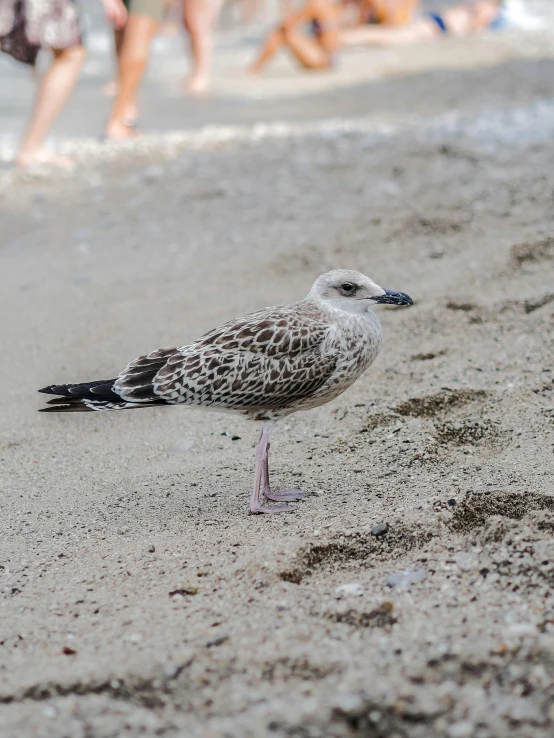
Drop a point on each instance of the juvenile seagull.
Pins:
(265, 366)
---
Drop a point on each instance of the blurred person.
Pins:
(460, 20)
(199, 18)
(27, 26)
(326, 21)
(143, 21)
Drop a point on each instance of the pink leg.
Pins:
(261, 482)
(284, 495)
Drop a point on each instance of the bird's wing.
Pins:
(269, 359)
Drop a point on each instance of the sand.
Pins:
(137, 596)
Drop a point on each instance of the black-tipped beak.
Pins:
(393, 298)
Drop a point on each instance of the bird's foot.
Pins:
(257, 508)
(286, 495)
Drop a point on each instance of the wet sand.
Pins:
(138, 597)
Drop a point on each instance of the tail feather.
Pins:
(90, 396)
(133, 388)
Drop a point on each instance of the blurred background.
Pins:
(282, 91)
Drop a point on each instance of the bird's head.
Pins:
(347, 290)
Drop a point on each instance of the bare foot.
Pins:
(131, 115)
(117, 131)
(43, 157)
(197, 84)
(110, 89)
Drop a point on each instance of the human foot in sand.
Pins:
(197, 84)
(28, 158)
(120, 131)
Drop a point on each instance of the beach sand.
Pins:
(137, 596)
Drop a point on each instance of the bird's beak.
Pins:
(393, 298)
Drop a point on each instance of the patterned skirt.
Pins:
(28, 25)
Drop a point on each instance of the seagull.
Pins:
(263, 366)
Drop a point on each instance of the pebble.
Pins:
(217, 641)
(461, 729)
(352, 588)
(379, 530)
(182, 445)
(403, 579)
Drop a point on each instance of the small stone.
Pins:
...
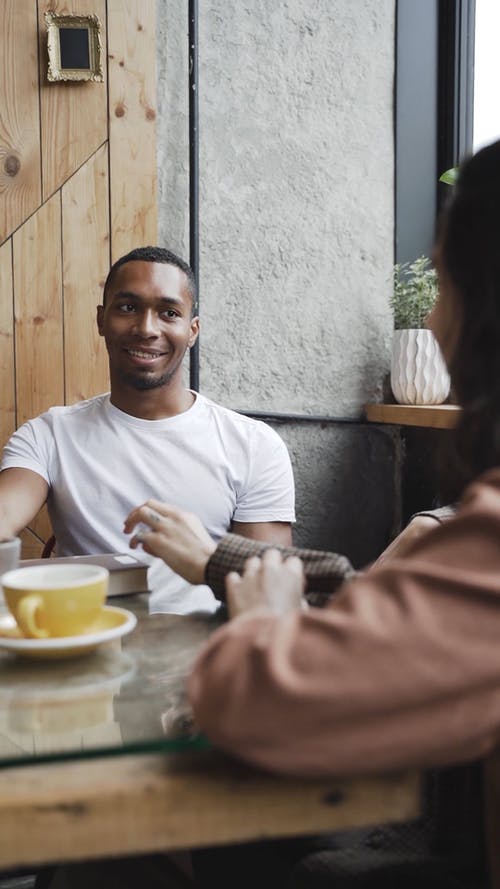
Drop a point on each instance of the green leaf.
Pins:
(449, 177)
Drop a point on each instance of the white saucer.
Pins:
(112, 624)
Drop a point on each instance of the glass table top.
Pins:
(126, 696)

| Your task |
List every line in the items above that contains the string "sand", counting a match only when the case is the same.

| The output |
Drop a point on each instance of the sand.
Drop a point on each instance of the wet sand.
Drop a point on each instance of the human foot in sand.
Drop a point on each instance of the beach sand.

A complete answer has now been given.